- _TEXT BLOCK_
# T-Jet tuning



## BewstdGT (Jan 4, 2005)

I didnt find the kinds of answers searching so maybe you folks can answer some questions. Im not a competetive racer, I just tinker on my own personal track. The track has some banking so I was never a fan of trying to limp my tjets around and watching them deslot every 10 seconds. I only own one new autoworld tjet car. The first thing I did was grab some sticky silicone tires for the rears but that really didnt help much. The chassis seems to bounce around a lot on the track and that causes it to deslot more than anything. I snipped the pin down just a bit and that helped some. If I remove the front tires it actually tracks decent but I know its not the best way to get the car to work. When I put the tires back on its right back to crappy handling and bouncing. Ive seen guys at the tracks using the wide front axles with the small tires, usually a gold colored wheels. Is that the only good upgrade for the front axle/wheels? I have never really gotten heavy into the tuning of these cars because Ive never needed to until now as most of my collection is magnet cars and with silicone tires they are glued to the track. I just wondered if anyone had any good recomendations on getting rid of the bouncing as well as maybe some links to sites that talk about tjet tuning. Any help would be appreciated. Thanks!

- _STATED EXERCISE A_
Answer these questions about the T-Jet tuning post, each on its own line:
(i) What did the poster put on the rear wheels first?
(ii) What did the poster trim slightly, and did it help?
(iii) What color are the wheels the poster usually sees on the wide front axles at the tracks?

- _THE RECORDS_
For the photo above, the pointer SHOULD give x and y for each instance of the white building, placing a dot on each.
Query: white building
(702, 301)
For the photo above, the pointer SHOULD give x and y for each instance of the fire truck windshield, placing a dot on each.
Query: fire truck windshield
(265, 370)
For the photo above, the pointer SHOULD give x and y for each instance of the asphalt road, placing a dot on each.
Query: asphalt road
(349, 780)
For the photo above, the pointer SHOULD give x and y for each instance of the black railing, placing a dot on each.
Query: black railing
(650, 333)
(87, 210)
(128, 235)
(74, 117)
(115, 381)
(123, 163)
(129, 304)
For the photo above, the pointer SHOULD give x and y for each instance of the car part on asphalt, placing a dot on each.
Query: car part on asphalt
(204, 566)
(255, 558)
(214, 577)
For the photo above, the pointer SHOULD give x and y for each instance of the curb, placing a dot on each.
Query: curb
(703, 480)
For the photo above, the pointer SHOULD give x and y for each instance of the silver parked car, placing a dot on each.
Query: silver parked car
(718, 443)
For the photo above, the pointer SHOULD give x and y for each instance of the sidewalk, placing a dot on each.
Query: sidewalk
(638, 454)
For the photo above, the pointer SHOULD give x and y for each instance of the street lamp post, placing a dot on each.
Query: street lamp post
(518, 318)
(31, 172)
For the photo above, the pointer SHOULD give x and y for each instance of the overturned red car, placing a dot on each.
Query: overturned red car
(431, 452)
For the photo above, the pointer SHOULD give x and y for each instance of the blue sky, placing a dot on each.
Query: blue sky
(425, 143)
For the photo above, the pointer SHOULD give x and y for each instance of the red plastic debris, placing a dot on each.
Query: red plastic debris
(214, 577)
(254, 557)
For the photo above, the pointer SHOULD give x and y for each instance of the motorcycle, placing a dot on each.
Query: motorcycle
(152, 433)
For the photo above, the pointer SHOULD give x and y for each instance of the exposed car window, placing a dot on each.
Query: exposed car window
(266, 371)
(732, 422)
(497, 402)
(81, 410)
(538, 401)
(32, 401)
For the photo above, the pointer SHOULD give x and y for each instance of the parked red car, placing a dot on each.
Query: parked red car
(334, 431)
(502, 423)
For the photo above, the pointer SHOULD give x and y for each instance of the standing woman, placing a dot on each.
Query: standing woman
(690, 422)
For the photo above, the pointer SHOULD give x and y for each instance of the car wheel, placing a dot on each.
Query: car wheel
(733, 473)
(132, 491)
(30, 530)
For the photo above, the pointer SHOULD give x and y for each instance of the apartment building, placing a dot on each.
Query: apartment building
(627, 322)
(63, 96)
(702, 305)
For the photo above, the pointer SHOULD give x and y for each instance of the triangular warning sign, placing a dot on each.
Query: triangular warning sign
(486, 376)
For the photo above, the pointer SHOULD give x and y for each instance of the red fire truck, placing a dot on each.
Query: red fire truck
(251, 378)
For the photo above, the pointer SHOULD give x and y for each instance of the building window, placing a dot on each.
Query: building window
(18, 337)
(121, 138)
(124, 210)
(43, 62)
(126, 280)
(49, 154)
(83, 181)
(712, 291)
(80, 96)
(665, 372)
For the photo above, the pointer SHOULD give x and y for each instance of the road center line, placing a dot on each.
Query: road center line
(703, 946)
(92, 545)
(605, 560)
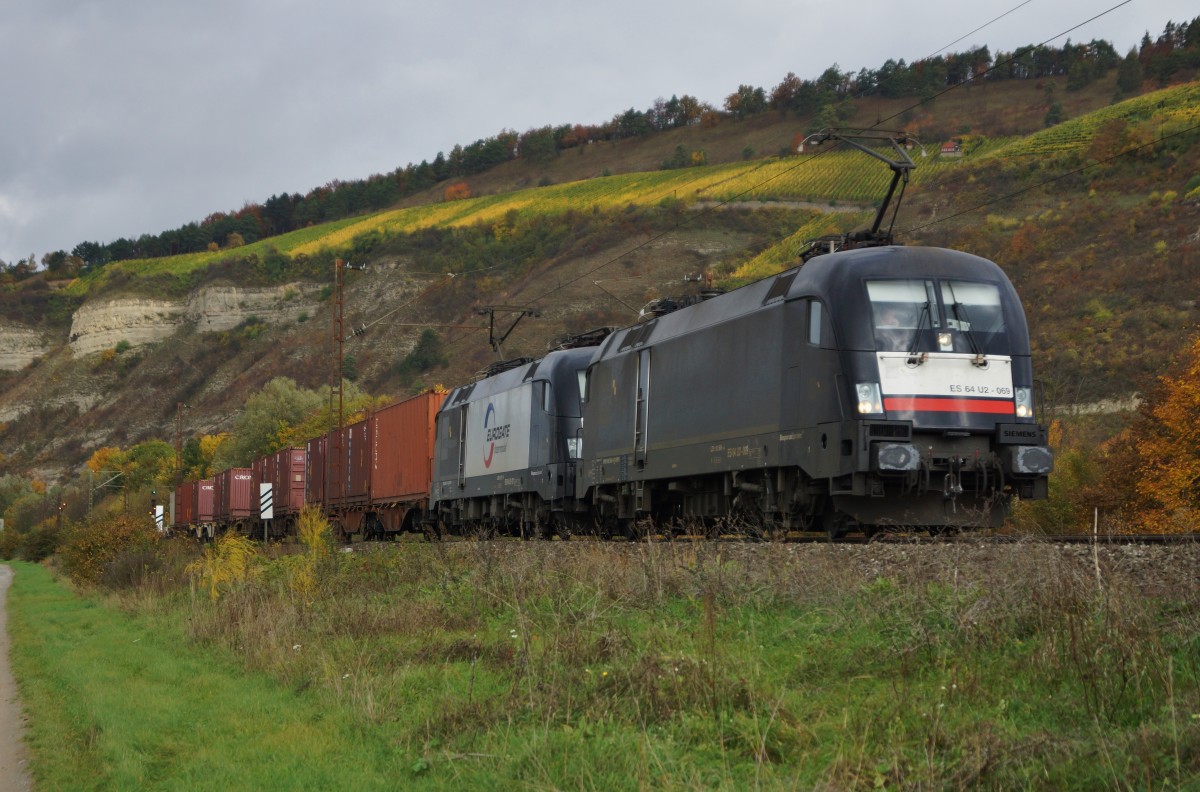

- _STATED EXERCISE B_
Recast the part of the listing that opens with the line containing "apartment building, placing a dot on each." and continues through the end of the listing as a Markdown table with the columns Row and Line. Include that first line, number each row, skip blank lines, and leave the pictures out.

- _FULL OUTPUT A_
(i) Sticky silicone tires.
(ii) The pin, and it helped some.
(iii) Gold.

- _FULL OUTPUT B_
| Row | Line |
|---|---|
| 1 | For the photo above, the pointer SHOULD give x and y for each instance of the apartment building, placing a dot on each. |
| 2 | Query: apartment building |
| 3 | (627, 322) |
| 4 | (63, 96) |
| 5 | (702, 305) |
| 6 | For the photo above, the pointer SHOULD give x and y for each instance of the triangular warning sign, placing a dot on each. |
| 7 | Query: triangular warning sign |
| 8 | (486, 376) |
| 9 | For the photo above, the pointer SHOULD give x and y for each instance of the red fire truck, placing a dot on each. |
| 10 | Query: red fire truck |
| 11 | (251, 378) |
| 12 | For the photo above, the pointer SHOULD give x and y for each instance of the building window, placing a dot on each. |
| 13 | Query: building window |
| 14 | (18, 337) |
| 15 | (121, 138) |
| 16 | (124, 210) |
| 17 | (43, 62) |
| 18 | (126, 280) |
| 19 | (49, 154) |
| 20 | (83, 181) |
| 21 | (712, 291) |
| 22 | (80, 96) |
| 23 | (665, 372) |
| 24 | For the photo above, the pointer SHOULD give x and y for each instance of the road center line, placing a dot on each. |
| 25 | Query: road center line |
| 26 | (703, 946) |
| 27 | (92, 545) |
| 28 | (605, 560) |